El visionario negado
Cumpliendo con el guión de su melodrama particular de genios incomprendidos, el fracaso de las visiones de Disney fue colosal. Quizá ninguno mayor que Fantasía. Fueron varios los motivos para una extravagancia tan grande: el público tendía a gustar cada vez más del Pato Donald, mandando al empalagoso Ratón Mickey a un segundo plano; Disney no estaba del todo convencido de que debiera abandonar la serie de Sinfonías tontas, pero su fama tras Blanca Nieves y Pinocho, las expectativas que se tenían de la calidad de su fábrica de personajes y sus gustos musicales, no muy sofisticados, le habían llevado a trabajar en un mediometraje a partir de la partitura de Paul Dukas El aprendiz de brujo, para su amado Mickey.
En una de sus muchas noches de cena solitaria en el Chasen's, coincidió con el director Leopold Stokowski, también solo, que se pasó a su mesa y le reveló su gran admiración por Blanca Nieves y Pinocho; Disney le contó la idea de El aprendiz y Stokowski la hizo crecer. Al final de la cena, la idea general de Fantasía estaba claramente trazada, con los temas musicales básicos ya planteados.
Detrás de lo que pasaría a la historia como la mayor incursión de una técnica popular, el dibujo animado, a los terrenos del Arte, estaban los cálculos financieros al más puro estilo Disney: los costos de El aprendiz eran ya en ese momento altísimos y no veía la manera de recuperar la inversión vendiéndolo como un cortometraje. Al hacerlo un largo, la selección musical se rigió por piezas ya del dominio público, excepto La consagración de la primavera de Igor Stravinski, cuyo tema pagano y escándalo histórico en su estreno jamás llegó al conocimiento de Walt, que la vio como el fondo ideal para ilustrar el destino de unos dinosaurios. De mala gana, ofreció a Stravinski cinco mil dólares por el derecho de usar la música como mejor conviniera al proyecto. El autor, indignado, tuvo que ceder: obviamente, los abogados de Disney habían descubierto que los derechos de la obra se habían firmado en la Rusia prerrevolucionaria y eran irreivindicables. De lo perdido, lo que apareciera.
El simple anuncio del proyecto, al que además estaba vinculado un comentarista musical radiofónico, Deem Taylor, quien enlazaría los episodios, creó una ola enorme de curiosidad. Disney se fue a lo grande, aunque los ingresos de Pinocho no daban para lo que ambicionaba: necesitaba un formato panorámico, que abarcara, por ejemplo, a la orquesta completa o, la solución más criticada de la película, los dinosaurios de La consagración de la primavera. Pero el Cinemascope estaba apenas en una etapa experimental, a trece años de su lanzamiento formal. La idea se desechó. Sin embargo, Disney quería impresionar en serio, apuntalar su sitio como artista, ser el Chaplin de la animación. Pasó al registro sonoro: Fantasía debía ser el paso más grande desde la llegada del sonido al cine en 1927. Los temas se grabaron en Fantasound, un sistema que anticipaba la estereofonía, en siete canales que resolvían la música en 96 bocinas. No hubo sala en todo Estados Unidos que quisiera las complicaciones de la adaptación y el Departamento de Defensa se atravesó ordenando a la RCA, fabricante del sistema, que lo abandonara y se orientara a la guerra que parecía inminente; frustrado, Disney se tuvo que conformar con estrenar su versión estereofónica en Nueva York para, después, distribuir otra con una sola, saturada pista sonora convencional. Pese al éxito de algunos episodios, concretamente el de los honguitos de la "Danza China", hecho por Arthur Babbit, Fantasía fue un fracaso que sólo se reivindicó con el paso de los años.

> **OBJETIVO 1**:
Cuenta las líneas de las entradas de abajo que contienen la palabra "processional" y responde solo con el número.

> **DATOS**:
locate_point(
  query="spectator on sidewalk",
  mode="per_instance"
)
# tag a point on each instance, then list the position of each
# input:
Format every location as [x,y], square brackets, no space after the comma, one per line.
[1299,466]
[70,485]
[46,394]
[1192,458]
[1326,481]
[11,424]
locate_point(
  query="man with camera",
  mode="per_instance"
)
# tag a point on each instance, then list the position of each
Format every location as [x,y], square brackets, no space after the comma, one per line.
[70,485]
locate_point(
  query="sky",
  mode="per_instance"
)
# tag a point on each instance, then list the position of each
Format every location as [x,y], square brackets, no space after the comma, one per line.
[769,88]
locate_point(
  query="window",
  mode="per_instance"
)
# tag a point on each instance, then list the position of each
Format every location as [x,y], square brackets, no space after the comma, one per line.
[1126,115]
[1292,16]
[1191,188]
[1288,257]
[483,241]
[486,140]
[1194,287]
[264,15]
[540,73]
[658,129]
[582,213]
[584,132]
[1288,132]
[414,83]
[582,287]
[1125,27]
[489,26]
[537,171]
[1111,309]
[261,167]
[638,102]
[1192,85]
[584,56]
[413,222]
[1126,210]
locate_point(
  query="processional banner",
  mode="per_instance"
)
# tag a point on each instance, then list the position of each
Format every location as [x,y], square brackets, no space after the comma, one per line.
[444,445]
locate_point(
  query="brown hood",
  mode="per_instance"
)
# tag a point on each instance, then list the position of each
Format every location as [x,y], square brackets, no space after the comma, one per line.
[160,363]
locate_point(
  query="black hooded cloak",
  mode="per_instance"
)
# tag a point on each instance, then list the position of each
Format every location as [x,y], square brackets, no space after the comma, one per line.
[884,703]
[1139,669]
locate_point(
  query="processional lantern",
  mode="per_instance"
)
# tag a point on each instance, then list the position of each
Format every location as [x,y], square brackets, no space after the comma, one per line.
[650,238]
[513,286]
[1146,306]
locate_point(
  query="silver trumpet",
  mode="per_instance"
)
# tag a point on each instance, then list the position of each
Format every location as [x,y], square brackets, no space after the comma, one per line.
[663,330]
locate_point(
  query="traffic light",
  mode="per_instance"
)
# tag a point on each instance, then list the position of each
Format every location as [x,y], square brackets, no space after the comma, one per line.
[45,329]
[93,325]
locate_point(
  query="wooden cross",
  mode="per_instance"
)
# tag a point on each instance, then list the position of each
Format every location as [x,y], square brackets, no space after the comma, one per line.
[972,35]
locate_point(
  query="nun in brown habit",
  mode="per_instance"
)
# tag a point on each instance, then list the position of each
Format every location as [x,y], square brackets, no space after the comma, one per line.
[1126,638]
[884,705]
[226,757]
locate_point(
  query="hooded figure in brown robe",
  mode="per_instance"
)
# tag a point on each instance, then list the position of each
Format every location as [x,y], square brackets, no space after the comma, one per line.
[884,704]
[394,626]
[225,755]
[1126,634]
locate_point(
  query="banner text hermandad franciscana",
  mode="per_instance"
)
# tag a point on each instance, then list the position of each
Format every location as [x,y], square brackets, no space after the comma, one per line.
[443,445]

> **OBJETIVO 2**:
Por favor, reproduce literalmente el pasaje del extracto de arriba que va desde "El visionario negado" hasta "su amado Mickey.", este incluido.

> **RESPUESTA COMPLETA 1**:
2

> **RESPUESTA COMPLETA 2**:
El visionario negado
Cumpliendo con el guión de su melodrama particular de genios incomprendidos, el fracaso de las visiones de Disney fue colosal. Quizá ninguno mayor que Fantasía. Fueron varios los motivos para una extravagancia tan grande: el público tendía a gustar cada vez más del Pato Donald, mandando al empalagoso Ratón Mickey a un segundo plano; Disney no estaba del todo convencido de que debiera abandonar la serie de Sinfonías tontas, pero su fama tras Blanca Nieves y Pinocho, las expectativas que se tenían de la calidad de su fábrica de personajes y sus gustos musicales, no muy sofisticados, le habían llevado a trabajar en un mediometraje a partir de la partitura de Paul Dukas El aprendiz de brujo, para su amado Mickey.